Dataset excerpt:
·····
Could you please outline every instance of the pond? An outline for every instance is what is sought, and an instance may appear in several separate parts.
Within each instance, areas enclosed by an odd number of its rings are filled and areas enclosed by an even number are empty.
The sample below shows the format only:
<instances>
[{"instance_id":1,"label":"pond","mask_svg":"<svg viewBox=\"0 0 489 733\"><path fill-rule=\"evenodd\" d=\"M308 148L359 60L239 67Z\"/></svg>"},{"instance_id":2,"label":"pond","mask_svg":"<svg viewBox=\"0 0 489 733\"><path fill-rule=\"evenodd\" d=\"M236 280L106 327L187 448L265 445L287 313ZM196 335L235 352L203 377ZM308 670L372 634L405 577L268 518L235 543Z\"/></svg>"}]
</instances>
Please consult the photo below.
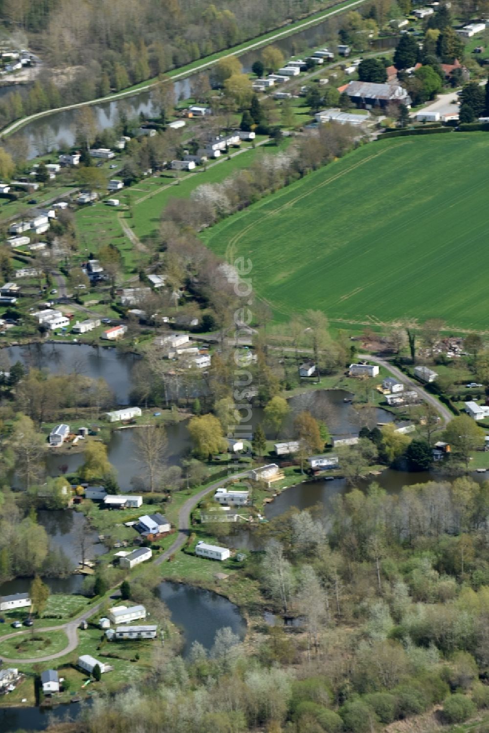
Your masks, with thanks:
<instances>
[{"instance_id":1,"label":"pond","mask_svg":"<svg viewBox=\"0 0 489 733\"><path fill-rule=\"evenodd\" d=\"M131 369L138 359L135 354L87 344L55 343L11 346L6 351L11 364L21 361L26 366L54 374L77 372L92 379L101 377L114 392L117 405L129 404Z\"/></svg>"},{"instance_id":2,"label":"pond","mask_svg":"<svg viewBox=\"0 0 489 733\"><path fill-rule=\"evenodd\" d=\"M217 572L217 571L216 571ZM192 586L165 581L158 586L159 596L168 606L172 621L183 631L182 656L188 655L194 641L207 650L212 648L216 633L230 627L241 638L246 622L237 605L223 596Z\"/></svg>"},{"instance_id":3,"label":"pond","mask_svg":"<svg viewBox=\"0 0 489 733\"><path fill-rule=\"evenodd\" d=\"M284 54L286 59L291 56L303 54L320 45L329 45L334 48L337 40L337 20L334 18L323 21L311 28L300 31L287 38L274 41ZM391 48L396 45L397 38L392 37L369 42L375 49ZM251 71L254 62L261 57L261 49L253 49L240 56L240 62L245 73ZM212 73L212 70L210 70ZM197 74L191 74L174 83L175 102L188 99L192 96L192 89ZM92 105L98 128L100 130L113 128L125 115L129 119L139 117L140 114L150 117L159 113L158 106L153 103L150 92L139 92L133 95ZM44 155L59 147L73 147L76 144L76 109L54 112L40 119L26 125L21 130L12 136L23 136L28 142L29 157Z\"/></svg>"},{"instance_id":4,"label":"pond","mask_svg":"<svg viewBox=\"0 0 489 733\"><path fill-rule=\"evenodd\" d=\"M0 731L15 733L15 731L43 731L52 721L76 720L80 715L79 703L57 705L52 710L43 711L39 707L0 707Z\"/></svg>"}]
</instances>

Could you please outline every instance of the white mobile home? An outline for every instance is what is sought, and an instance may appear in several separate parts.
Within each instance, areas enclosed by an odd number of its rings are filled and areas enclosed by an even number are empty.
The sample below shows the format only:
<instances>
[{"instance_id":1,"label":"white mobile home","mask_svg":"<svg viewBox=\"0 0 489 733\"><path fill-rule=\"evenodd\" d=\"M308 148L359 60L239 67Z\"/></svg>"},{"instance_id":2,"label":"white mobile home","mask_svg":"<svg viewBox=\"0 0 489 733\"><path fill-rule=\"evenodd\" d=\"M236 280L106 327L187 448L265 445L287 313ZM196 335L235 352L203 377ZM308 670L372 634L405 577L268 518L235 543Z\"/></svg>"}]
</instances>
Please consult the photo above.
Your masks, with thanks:
<instances>
[{"instance_id":1,"label":"white mobile home","mask_svg":"<svg viewBox=\"0 0 489 733\"><path fill-rule=\"evenodd\" d=\"M234 491L232 489L218 489L214 494L214 501L229 507L246 507L249 498L249 491Z\"/></svg>"},{"instance_id":2,"label":"white mobile home","mask_svg":"<svg viewBox=\"0 0 489 733\"><path fill-rule=\"evenodd\" d=\"M309 468L313 471L323 471L325 468L337 468L338 456L320 455L309 456L307 459Z\"/></svg>"},{"instance_id":3,"label":"white mobile home","mask_svg":"<svg viewBox=\"0 0 489 733\"><path fill-rule=\"evenodd\" d=\"M350 364L350 377L376 377L378 371L377 364Z\"/></svg>"},{"instance_id":4,"label":"white mobile home","mask_svg":"<svg viewBox=\"0 0 489 733\"><path fill-rule=\"evenodd\" d=\"M113 624L129 624L131 621L146 618L146 608L144 605L116 605L111 608L107 614Z\"/></svg>"},{"instance_id":5,"label":"white mobile home","mask_svg":"<svg viewBox=\"0 0 489 733\"><path fill-rule=\"evenodd\" d=\"M268 483L278 477L279 474L279 466L276 463L268 463L267 465L252 468L249 472L249 477L251 481L265 481Z\"/></svg>"},{"instance_id":6,"label":"white mobile home","mask_svg":"<svg viewBox=\"0 0 489 733\"><path fill-rule=\"evenodd\" d=\"M0 611L15 611L32 605L32 601L29 593L14 593L12 595L0 596Z\"/></svg>"},{"instance_id":7,"label":"white mobile home","mask_svg":"<svg viewBox=\"0 0 489 733\"><path fill-rule=\"evenodd\" d=\"M273 445L273 450L276 455L278 456L287 456L291 453L297 453L298 449L298 441L289 441L288 443L276 443Z\"/></svg>"},{"instance_id":8,"label":"white mobile home","mask_svg":"<svg viewBox=\"0 0 489 733\"><path fill-rule=\"evenodd\" d=\"M172 171L193 171L195 168L194 161L172 161Z\"/></svg>"},{"instance_id":9,"label":"white mobile home","mask_svg":"<svg viewBox=\"0 0 489 733\"><path fill-rule=\"evenodd\" d=\"M209 560L227 560L231 553L227 548L220 548L217 545L207 545L202 540L197 542L195 554L199 557L206 557Z\"/></svg>"},{"instance_id":10,"label":"white mobile home","mask_svg":"<svg viewBox=\"0 0 489 733\"><path fill-rule=\"evenodd\" d=\"M100 325L100 318L89 318L86 321L77 321L71 330L73 334L87 334L87 331L93 331Z\"/></svg>"},{"instance_id":11,"label":"white mobile home","mask_svg":"<svg viewBox=\"0 0 489 733\"><path fill-rule=\"evenodd\" d=\"M312 377L316 371L316 365L314 361L308 360L301 364L299 366L299 377Z\"/></svg>"},{"instance_id":12,"label":"white mobile home","mask_svg":"<svg viewBox=\"0 0 489 733\"><path fill-rule=\"evenodd\" d=\"M152 556L152 552L150 548L139 548L138 550L134 550L128 555L126 555L125 557L121 557L119 564L121 567L126 567L131 570L136 565L139 565L140 562L145 562L147 560L150 560Z\"/></svg>"},{"instance_id":13,"label":"white mobile home","mask_svg":"<svg viewBox=\"0 0 489 733\"><path fill-rule=\"evenodd\" d=\"M65 424L58 425L53 428L49 434L49 445L54 448L62 446L66 438L70 435L70 426Z\"/></svg>"},{"instance_id":14,"label":"white mobile home","mask_svg":"<svg viewBox=\"0 0 489 733\"><path fill-rule=\"evenodd\" d=\"M279 69L279 73L283 76L298 76L301 69L298 66L284 66Z\"/></svg>"},{"instance_id":15,"label":"white mobile home","mask_svg":"<svg viewBox=\"0 0 489 733\"><path fill-rule=\"evenodd\" d=\"M415 366L414 376L420 379L422 382L434 382L438 374L427 366Z\"/></svg>"},{"instance_id":16,"label":"white mobile home","mask_svg":"<svg viewBox=\"0 0 489 733\"><path fill-rule=\"evenodd\" d=\"M382 387L383 389L388 389L391 394L394 394L396 392L402 392L404 390L402 383L394 379L394 377L386 377L382 382Z\"/></svg>"},{"instance_id":17,"label":"white mobile home","mask_svg":"<svg viewBox=\"0 0 489 733\"><path fill-rule=\"evenodd\" d=\"M115 639L155 639L158 626L116 626L112 632Z\"/></svg>"},{"instance_id":18,"label":"white mobile home","mask_svg":"<svg viewBox=\"0 0 489 733\"><path fill-rule=\"evenodd\" d=\"M122 410L114 410L106 413L106 417L109 422L119 422L120 420L130 420L133 417L141 417L141 408L123 408Z\"/></svg>"},{"instance_id":19,"label":"white mobile home","mask_svg":"<svg viewBox=\"0 0 489 733\"><path fill-rule=\"evenodd\" d=\"M81 657L78 657L77 663L81 669L83 669L85 672L88 672L89 674L93 674L93 671L97 665L100 668L102 674L108 671L103 662L99 662L98 659L90 656L89 654L84 654Z\"/></svg>"}]
</instances>

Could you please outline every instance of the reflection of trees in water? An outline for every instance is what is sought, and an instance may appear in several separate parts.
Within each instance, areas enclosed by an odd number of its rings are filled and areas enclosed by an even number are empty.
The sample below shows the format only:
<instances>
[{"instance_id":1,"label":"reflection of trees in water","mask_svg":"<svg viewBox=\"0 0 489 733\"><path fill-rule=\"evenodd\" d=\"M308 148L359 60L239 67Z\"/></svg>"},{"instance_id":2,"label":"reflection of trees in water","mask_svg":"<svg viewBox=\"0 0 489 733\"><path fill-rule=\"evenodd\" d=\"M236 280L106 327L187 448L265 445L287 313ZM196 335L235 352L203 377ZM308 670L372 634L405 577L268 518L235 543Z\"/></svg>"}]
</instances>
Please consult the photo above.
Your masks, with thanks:
<instances>
[{"instance_id":1,"label":"reflection of trees in water","mask_svg":"<svg viewBox=\"0 0 489 733\"><path fill-rule=\"evenodd\" d=\"M38 512L40 524L42 524L48 534L69 534L77 524L83 524L85 517L76 512Z\"/></svg>"}]
</instances>

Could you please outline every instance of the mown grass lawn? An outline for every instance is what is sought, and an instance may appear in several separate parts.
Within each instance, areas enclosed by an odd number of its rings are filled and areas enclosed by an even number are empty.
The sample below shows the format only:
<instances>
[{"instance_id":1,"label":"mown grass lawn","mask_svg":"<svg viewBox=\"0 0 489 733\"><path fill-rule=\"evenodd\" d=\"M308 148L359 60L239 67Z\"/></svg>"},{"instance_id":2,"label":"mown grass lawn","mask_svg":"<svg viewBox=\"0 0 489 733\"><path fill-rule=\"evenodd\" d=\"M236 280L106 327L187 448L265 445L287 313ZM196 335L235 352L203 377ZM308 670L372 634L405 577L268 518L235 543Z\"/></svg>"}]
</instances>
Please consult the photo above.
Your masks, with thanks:
<instances>
[{"instance_id":1,"label":"mown grass lawn","mask_svg":"<svg viewBox=\"0 0 489 733\"><path fill-rule=\"evenodd\" d=\"M380 141L202 238L221 257L251 259L277 320L315 309L337 321L439 317L483 329L488 152L484 133Z\"/></svg>"},{"instance_id":2,"label":"mown grass lawn","mask_svg":"<svg viewBox=\"0 0 489 733\"><path fill-rule=\"evenodd\" d=\"M33 659L56 654L67 646L64 631L28 631L21 636L13 636L0 641L0 657L10 659Z\"/></svg>"}]
</instances>

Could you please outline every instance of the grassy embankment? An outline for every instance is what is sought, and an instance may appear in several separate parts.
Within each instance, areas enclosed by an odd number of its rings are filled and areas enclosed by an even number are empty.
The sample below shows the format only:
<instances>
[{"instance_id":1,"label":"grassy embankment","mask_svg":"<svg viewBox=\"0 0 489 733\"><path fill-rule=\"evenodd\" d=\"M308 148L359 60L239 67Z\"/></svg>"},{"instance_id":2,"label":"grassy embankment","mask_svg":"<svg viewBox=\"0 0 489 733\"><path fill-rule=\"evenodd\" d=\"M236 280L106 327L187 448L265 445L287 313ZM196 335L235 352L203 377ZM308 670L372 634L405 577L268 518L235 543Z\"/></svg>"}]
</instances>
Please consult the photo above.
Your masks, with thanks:
<instances>
[{"instance_id":1,"label":"grassy embankment","mask_svg":"<svg viewBox=\"0 0 489 733\"><path fill-rule=\"evenodd\" d=\"M437 317L484 329L488 227L477 213L488 147L484 133L365 146L202 238L222 257L251 259L256 292L278 320L312 308L337 323Z\"/></svg>"}]
</instances>

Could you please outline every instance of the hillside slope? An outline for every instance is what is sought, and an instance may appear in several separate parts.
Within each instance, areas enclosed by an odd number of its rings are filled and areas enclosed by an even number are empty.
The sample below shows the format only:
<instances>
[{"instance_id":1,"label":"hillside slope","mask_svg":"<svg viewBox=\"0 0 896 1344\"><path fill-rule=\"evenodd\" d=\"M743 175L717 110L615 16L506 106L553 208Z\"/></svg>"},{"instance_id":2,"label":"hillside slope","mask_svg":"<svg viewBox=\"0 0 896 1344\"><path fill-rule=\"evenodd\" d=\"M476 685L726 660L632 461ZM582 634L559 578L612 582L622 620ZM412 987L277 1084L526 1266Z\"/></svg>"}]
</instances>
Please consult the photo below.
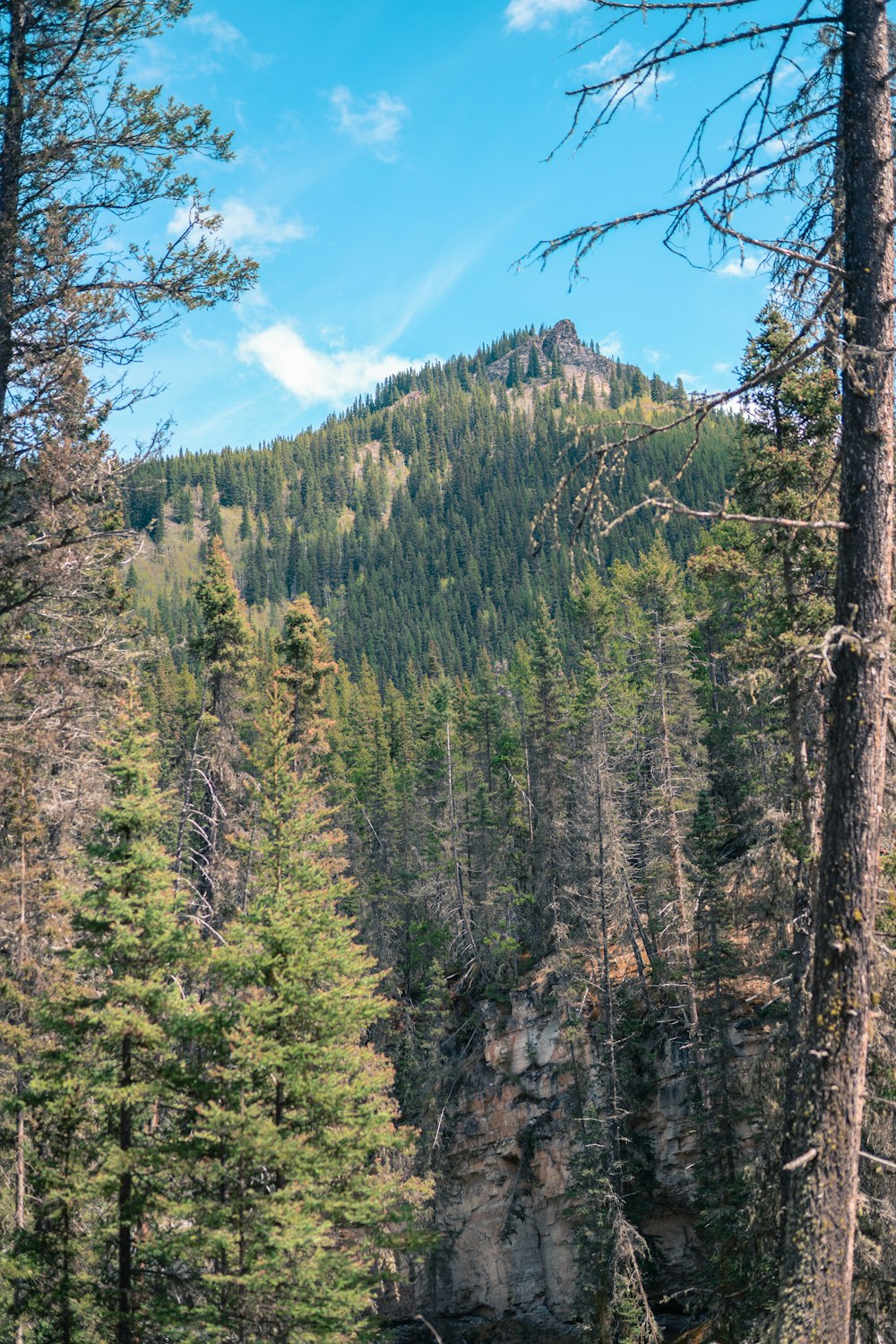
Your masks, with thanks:
<instances>
[{"instance_id":1,"label":"hillside slope","mask_svg":"<svg viewBox=\"0 0 896 1344\"><path fill-rule=\"evenodd\" d=\"M433 649L446 671L473 671L481 648L509 655L539 595L564 622L563 523L560 544L537 560L529 528L582 450L578 431L611 438L621 418L670 419L682 399L681 387L584 345L564 320L390 379L318 430L148 464L128 500L129 521L154 542L132 579L137 606L183 650L196 622L189 583L203 540L218 534L259 626L308 591L352 671L367 656L399 681ZM707 426L686 500L721 499L733 434L729 417ZM681 429L641 449L618 487L619 505L672 474L688 442ZM689 554L699 531L676 519L666 531L672 554ZM630 520L607 539L600 566L634 559L653 532L649 516Z\"/></svg>"}]
</instances>

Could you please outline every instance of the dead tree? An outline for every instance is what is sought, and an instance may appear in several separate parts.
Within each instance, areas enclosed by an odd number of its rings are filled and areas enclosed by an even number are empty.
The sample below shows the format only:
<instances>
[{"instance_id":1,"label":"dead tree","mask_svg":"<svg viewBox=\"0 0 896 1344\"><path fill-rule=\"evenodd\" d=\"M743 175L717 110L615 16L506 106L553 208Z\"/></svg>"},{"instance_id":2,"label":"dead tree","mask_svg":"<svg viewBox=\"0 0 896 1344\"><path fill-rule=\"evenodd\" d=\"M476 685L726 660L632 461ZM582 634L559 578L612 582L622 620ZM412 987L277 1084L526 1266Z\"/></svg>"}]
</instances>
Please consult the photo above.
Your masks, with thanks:
<instances>
[{"instance_id":1,"label":"dead tree","mask_svg":"<svg viewBox=\"0 0 896 1344\"><path fill-rule=\"evenodd\" d=\"M672 481L654 482L633 511L682 511L676 485L713 409L815 351L842 380L840 516L779 519L838 535L836 617L823 656L833 681L826 732L825 816L814 910L815 954L809 1027L802 1043L798 1156L789 1198L778 1344L849 1337L858 1160L868 1050L873 929L880 867L884 739L891 642L893 540L893 140L885 0L791 0L770 15L756 0L594 0L602 26L590 43L646 20L646 40L627 69L574 90L570 134L580 141L613 121L682 62L733 48L743 77L699 122L682 163L689 184L670 206L583 224L539 243L529 259L574 250L572 273L609 233L662 220L665 243L682 250L692 226L708 228L709 263L727 253L763 255L795 319L793 344L748 384L705 398L678 423L693 425L690 452ZM780 75L795 73L797 94ZM725 118L733 120L733 134ZM727 136L720 137L720 125ZM711 146L729 145L720 165ZM759 237L747 207L780 198L783 233ZM797 208L793 210L795 203ZM629 426L611 444L586 445L557 482L537 526L563 500L574 527L618 524L607 480L625 470L633 444L661 425ZM819 482L819 495L823 482ZM703 516L723 516L728 500ZM631 511L630 511L631 512Z\"/></svg>"}]
</instances>

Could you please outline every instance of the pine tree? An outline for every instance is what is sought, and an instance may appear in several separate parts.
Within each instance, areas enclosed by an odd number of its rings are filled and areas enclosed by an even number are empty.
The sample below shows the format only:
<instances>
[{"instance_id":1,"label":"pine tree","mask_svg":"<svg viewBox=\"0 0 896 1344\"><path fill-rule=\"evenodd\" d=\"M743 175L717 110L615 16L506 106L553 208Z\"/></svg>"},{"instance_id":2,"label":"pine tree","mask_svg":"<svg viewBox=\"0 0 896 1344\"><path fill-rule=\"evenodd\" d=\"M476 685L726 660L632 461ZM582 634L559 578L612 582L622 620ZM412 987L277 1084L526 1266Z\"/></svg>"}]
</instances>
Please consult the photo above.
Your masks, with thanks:
<instances>
[{"instance_id":1,"label":"pine tree","mask_svg":"<svg viewBox=\"0 0 896 1344\"><path fill-rule=\"evenodd\" d=\"M214 538L196 585L201 628L193 649L200 661L201 698L184 769L175 868L189 883L197 913L208 921L235 899L232 871L224 871L222 824L239 792L242 747L238 719L251 665L253 634L220 538Z\"/></svg>"},{"instance_id":2,"label":"pine tree","mask_svg":"<svg viewBox=\"0 0 896 1344\"><path fill-rule=\"evenodd\" d=\"M208 1339L360 1339L379 1255L408 1235L415 1184L364 1043L388 1012L373 960L339 913L347 883L312 781L297 774L294 707L271 688L254 758L259 831L246 914L224 934L211 1030L223 1052L196 1126L193 1222L181 1254L210 1263Z\"/></svg>"},{"instance_id":3,"label":"pine tree","mask_svg":"<svg viewBox=\"0 0 896 1344\"><path fill-rule=\"evenodd\" d=\"M138 1322L177 1310L169 1226L183 1216L180 1050L197 943L159 840L152 751L132 691L105 746L110 797L89 886L71 896L69 980L42 1009L52 1036L30 1087L42 1142L24 1316L36 1339L66 1344L133 1344Z\"/></svg>"}]
</instances>

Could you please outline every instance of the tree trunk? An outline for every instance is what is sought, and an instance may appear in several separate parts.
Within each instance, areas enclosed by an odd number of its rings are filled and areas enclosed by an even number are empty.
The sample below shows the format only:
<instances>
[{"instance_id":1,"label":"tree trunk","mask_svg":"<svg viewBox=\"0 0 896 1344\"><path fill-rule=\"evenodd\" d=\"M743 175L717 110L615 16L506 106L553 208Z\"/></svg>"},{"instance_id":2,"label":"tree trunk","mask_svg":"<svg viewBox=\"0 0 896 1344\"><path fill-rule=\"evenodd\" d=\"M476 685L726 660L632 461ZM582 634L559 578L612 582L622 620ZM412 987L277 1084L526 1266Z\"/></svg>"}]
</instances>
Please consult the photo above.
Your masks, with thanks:
<instances>
[{"instance_id":1,"label":"tree trunk","mask_svg":"<svg viewBox=\"0 0 896 1344\"><path fill-rule=\"evenodd\" d=\"M841 517L815 964L776 1344L848 1344L884 796L893 160L884 0L845 0Z\"/></svg>"},{"instance_id":2,"label":"tree trunk","mask_svg":"<svg viewBox=\"0 0 896 1344\"><path fill-rule=\"evenodd\" d=\"M129 1160L133 1140L133 1117L128 1097L130 1081L130 1036L125 1036L121 1043L121 1086L125 1090L125 1098L118 1107L118 1148L124 1163ZM130 1169L125 1167L125 1171L118 1177L118 1324L116 1344L132 1344L133 1341L132 1199L133 1176L130 1175Z\"/></svg>"},{"instance_id":3,"label":"tree trunk","mask_svg":"<svg viewBox=\"0 0 896 1344\"><path fill-rule=\"evenodd\" d=\"M5 415L12 364L12 310L19 253L19 199L21 195L21 136L26 120L26 0L8 5L9 38L7 47L7 106L3 112L3 146L0 148L0 423ZM5 433L3 435L5 439ZM3 442L3 456L11 453ZM9 462L9 465L12 465Z\"/></svg>"}]
</instances>

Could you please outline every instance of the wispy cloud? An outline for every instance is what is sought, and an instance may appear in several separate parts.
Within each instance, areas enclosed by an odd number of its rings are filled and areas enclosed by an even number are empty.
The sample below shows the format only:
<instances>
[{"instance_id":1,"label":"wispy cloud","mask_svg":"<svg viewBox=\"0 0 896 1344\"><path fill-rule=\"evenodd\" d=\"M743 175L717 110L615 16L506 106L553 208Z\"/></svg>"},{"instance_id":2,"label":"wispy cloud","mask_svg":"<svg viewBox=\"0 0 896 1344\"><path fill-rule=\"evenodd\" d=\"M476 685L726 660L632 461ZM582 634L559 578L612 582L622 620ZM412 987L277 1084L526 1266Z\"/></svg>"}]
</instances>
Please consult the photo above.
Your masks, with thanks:
<instances>
[{"instance_id":1,"label":"wispy cloud","mask_svg":"<svg viewBox=\"0 0 896 1344\"><path fill-rule=\"evenodd\" d=\"M356 145L365 145L380 159L392 160L398 137L410 112L400 98L391 93L377 93L357 99L351 89L339 85L329 97L336 118L336 129Z\"/></svg>"},{"instance_id":2,"label":"wispy cloud","mask_svg":"<svg viewBox=\"0 0 896 1344\"><path fill-rule=\"evenodd\" d=\"M206 38L208 46L214 52L222 55L224 52L234 55L239 52L249 59L250 65L255 70L261 70L262 66L270 65L270 56L262 55L261 51L253 51L246 36L236 28L230 19L222 17L215 9L206 9L200 13L191 13L184 20L185 28L192 28L193 32Z\"/></svg>"},{"instance_id":3,"label":"wispy cloud","mask_svg":"<svg viewBox=\"0 0 896 1344\"><path fill-rule=\"evenodd\" d=\"M627 42L617 42L599 60L588 60L579 69L579 75L584 83L603 83L604 79L614 79L625 74L637 62L634 47ZM643 83L634 79L623 79L613 90L613 97L621 102L630 98L635 108L647 108L656 102L661 85L672 83L674 75L668 70L654 70ZM609 91L609 90L607 90Z\"/></svg>"},{"instance_id":4,"label":"wispy cloud","mask_svg":"<svg viewBox=\"0 0 896 1344\"><path fill-rule=\"evenodd\" d=\"M600 337L598 345L602 355L606 355L607 359L615 359L622 353L622 336L619 332L607 332L606 336Z\"/></svg>"},{"instance_id":5,"label":"wispy cloud","mask_svg":"<svg viewBox=\"0 0 896 1344\"><path fill-rule=\"evenodd\" d=\"M716 267L716 276L733 277L735 280L750 280L759 270L762 258L759 257L732 257L724 266Z\"/></svg>"},{"instance_id":6,"label":"wispy cloud","mask_svg":"<svg viewBox=\"0 0 896 1344\"><path fill-rule=\"evenodd\" d=\"M579 13L588 0L510 0L504 11L508 28L527 32L529 28L549 28L564 13Z\"/></svg>"},{"instance_id":7,"label":"wispy cloud","mask_svg":"<svg viewBox=\"0 0 896 1344\"><path fill-rule=\"evenodd\" d=\"M191 13L184 20L184 27L192 28L193 32L201 32L216 51L224 51L227 47L240 47L246 40L239 28L235 28L227 19L222 19L214 9L207 9L204 13Z\"/></svg>"},{"instance_id":8,"label":"wispy cloud","mask_svg":"<svg viewBox=\"0 0 896 1344\"><path fill-rule=\"evenodd\" d=\"M292 392L302 406L339 406L373 390L390 374L423 360L387 351L313 349L289 323L274 323L242 337L239 358L261 367Z\"/></svg>"},{"instance_id":9,"label":"wispy cloud","mask_svg":"<svg viewBox=\"0 0 896 1344\"><path fill-rule=\"evenodd\" d=\"M458 251L449 257L445 257L435 262L435 265L423 276L418 285L411 290L404 301L395 325L390 329L384 344L391 344L403 336L407 328L420 316L420 313L429 312L434 304L438 304L441 298L457 285L461 276L470 269L470 266L482 254L484 242L480 241L474 243L466 251Z\"/></svg>"},{"instance_id":10,"label":"wispy cloud","mask_svg":"<svg viewBox=\"0 0 896 1344\"><path fill-rule=\"evenodd\" d=\"M275 206L250 206L236 196L222 202L216 207L222 216L222 226L218 238L222 238L230 247L246 247L254 253L271 251L283 243L300 242L308 238L308 227L301 219L287 219L281 215ZM168 233L181 234L188 226L191 211L188 206L181 206L168 224Z\"/></svg>"}]
</instances>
·····
(What is expected) Pull out each line of the entries above that contains the string "water". Case counts.

(Solution below)
Could you please outline every instance of the reflection of trees in water? An outline for every instance is what is sought, and an instance may appear in several separate parts.
[{"instance_id":1,"label":"reflection of trees in water","mask_svg":"<svg viewBox=\"0 0 489 733\"><path fill-rule=\"evenodd\" d=\"M308 148L359 60L239 67Z\"/></svg>"},{"instance_id":2,"label":"reflection of trees in water","mask_svg":"<svg viewBox=\"0 0 489 733\"><path fill-rule=\"evenodd\" d=\"M236 280L106 327L187 448L265 445L287 313ZM196 335L235 352L203 377ZM308 670L372 634L405 577L268 518L235 543Z\"/></svg>"}]
[{"instance_id":1,"label":"reflection of trees in water","mask_svg":"<svg viewBox=\"0 0 489 733\"><path fill-rule=\"evenodd\" d=\"M38 512L40 524L42 524L48 534L69 534L77 524L83 524L85 517L76 512Z\"/></svg>"}]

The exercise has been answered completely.